== Excerto para leitura ==
Após largarem da costa mexicana, e quando já nada tinham para manobrar o barco, Salvador e Ezequiel tiveram que lidar com cinco dias da tempestade. Quando já pescavam com as próprias mãos e regozijavam quando a sorte lhes dava uma tartaruga para variarem a dieta, as reservas de água esgotaram-se. Beberam a própria urina enquanto renunciavam à tentação de bebericar os milhões de litros de água salgada que os rodeava. Apenas ao 14.º dia sem avistarem o céu lhes deu água doce, que colecionaram com baldes, alguidares e sacos de plástico. Comiam tudo cru: peixe, tartarugas e até as aves que conseguiam apanhar. Conversavam, muito e a toda a hora, não deixavam o outro esmorecer na luta pela sobrevivência.
Mas, com dois meses contados à deriva, Ezequiel Córdoba adoeceu. Além do corpo se ressentir da carne crua que recebia, o mexicano perdeu motivação e, sobretudo, esperança, como conta o repórter do The Guardian que também serviu de autor do livro. Um dia, Salvador acordou assustado com os gritos que Ezequiel disparava: “Vou morrer! Vou morrer! Vou morrer!”. Momentos depois entrou em convulsões e o corpo deixou de ter vida.
A mente de Alvarenga aprisionou-o depois em devaneios e alucinações que o colocaram a falar sozinho, a encenar conversas com o falecido companheiro. Só seis dias volvidos é que o salvadorenho atirou o corpo do mexicano ao mar. “Pediu-me para contar à mãe dele que estava triste por não se poder despedir e por ela não poder cozinhar mais para ele. Que o devia deixar ir porque tinha ido com Deus”, contou, mais tarde.
Contou porque sobreviveu e não sucumbiu ao mais fácil. Renunciou sempre à hipótese de acabar com a própria vida — pois a mãe sempre lhe dissera que quem cometia suicídio não acabava no Céu — e não desesperou com os cerca de 20 cargueiros que avistou, ao longe, e as cerca de 20 vezes em que ninguém o viu a esbracejar e a gritar por ajuda. No dia em que as correntes e a sorte o levaram às Ilhas Marshall mal se aguentava em pé quando chegou à praia. “Peguei numa mão cheia de areia e parecia que estava a agarrar num tesouro. Estava totalmente destruído e magro como uma tábua. A única coisa que me sobrava eram as entranhas e os intestinos, mais a pele e os ossos. Os meus braços não tinham carne”, admite, no livro. Mas estava a salvo.
Os dias que passou nas Ilhas Marshall chocaram-no. Ao início não fitava as pessoas nos olhos, escondia a cara, mostravam o quão órfão os 14 meses à deriva no mar o deixaram de capacidades sociais. Quase tudo o chocava. Tinha medo do mar, das pessoas e só a custo entrou no barco que o levou à capital do arquipélago, onde foi hospitalizado. Centenas de jornalistas voaram para o território e Salvador Alvarenga chegou a colar um papel na porta do quarto do hospital, a implorar que o deixassem em paz.
Os governos de El Salvador e do México — o pescador emigrara do primeiro para o segundo país anos antes, no que julgara ser uma escala na viagem até aos EUA — trabalharam juntos para o tirarem dali. Muitos se escandalizaram com a sobrevivência de Salvador, outros ergueram o sobrolho e ousaram desconfiar da sua história. Foi por isso que Alvarenga chegou ao ponto de ter de se submeter a um teste detetor de mentiras. Passou semanas e meses com pavor de voltar a tocar na água do mar e a passar noites na companhia de uma luz de presença, para fugir da memória da escuridão das noites sem lua que viveu perdido no Oceano Pacífico. Foram 438 dias como náufrago, grande parte deles solitários.
===
### Enunciado da tarefa
No excerto sobre o naufrágio, a que teste teve Salvador Alvarenga de se submeter perante quem desconfiava da sua história?
== Registos fornecidos ==
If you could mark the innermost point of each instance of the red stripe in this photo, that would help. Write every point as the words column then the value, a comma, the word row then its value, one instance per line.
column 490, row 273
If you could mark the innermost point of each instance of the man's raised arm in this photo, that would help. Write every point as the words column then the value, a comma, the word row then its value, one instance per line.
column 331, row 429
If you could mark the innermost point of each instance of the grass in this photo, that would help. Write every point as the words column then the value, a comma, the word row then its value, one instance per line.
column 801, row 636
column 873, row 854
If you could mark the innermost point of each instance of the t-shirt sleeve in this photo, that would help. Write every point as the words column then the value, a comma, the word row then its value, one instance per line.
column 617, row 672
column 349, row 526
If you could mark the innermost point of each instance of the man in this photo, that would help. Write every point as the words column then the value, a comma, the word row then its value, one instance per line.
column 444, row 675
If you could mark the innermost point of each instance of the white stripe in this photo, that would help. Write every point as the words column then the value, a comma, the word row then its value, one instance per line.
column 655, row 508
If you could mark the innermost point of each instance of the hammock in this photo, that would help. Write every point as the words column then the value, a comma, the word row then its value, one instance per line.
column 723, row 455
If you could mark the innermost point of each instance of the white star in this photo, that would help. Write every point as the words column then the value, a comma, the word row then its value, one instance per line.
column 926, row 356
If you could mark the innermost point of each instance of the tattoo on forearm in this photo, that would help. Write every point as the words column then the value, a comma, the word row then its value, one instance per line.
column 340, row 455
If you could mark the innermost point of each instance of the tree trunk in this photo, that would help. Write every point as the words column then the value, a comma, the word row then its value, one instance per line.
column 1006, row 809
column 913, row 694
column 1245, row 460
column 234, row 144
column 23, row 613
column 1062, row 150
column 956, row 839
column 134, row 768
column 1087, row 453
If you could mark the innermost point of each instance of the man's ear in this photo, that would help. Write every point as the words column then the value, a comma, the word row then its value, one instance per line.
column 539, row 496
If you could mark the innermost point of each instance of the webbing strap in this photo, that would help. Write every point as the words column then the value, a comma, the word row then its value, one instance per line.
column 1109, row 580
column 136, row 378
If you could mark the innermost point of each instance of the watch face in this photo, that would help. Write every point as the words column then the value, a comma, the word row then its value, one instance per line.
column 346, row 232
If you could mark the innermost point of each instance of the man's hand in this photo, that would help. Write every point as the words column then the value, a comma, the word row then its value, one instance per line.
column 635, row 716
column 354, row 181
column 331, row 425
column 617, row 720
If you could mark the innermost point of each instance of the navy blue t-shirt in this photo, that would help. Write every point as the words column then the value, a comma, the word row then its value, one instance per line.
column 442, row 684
===
### Resolução da tarefa
A um teste detetor de mentiras.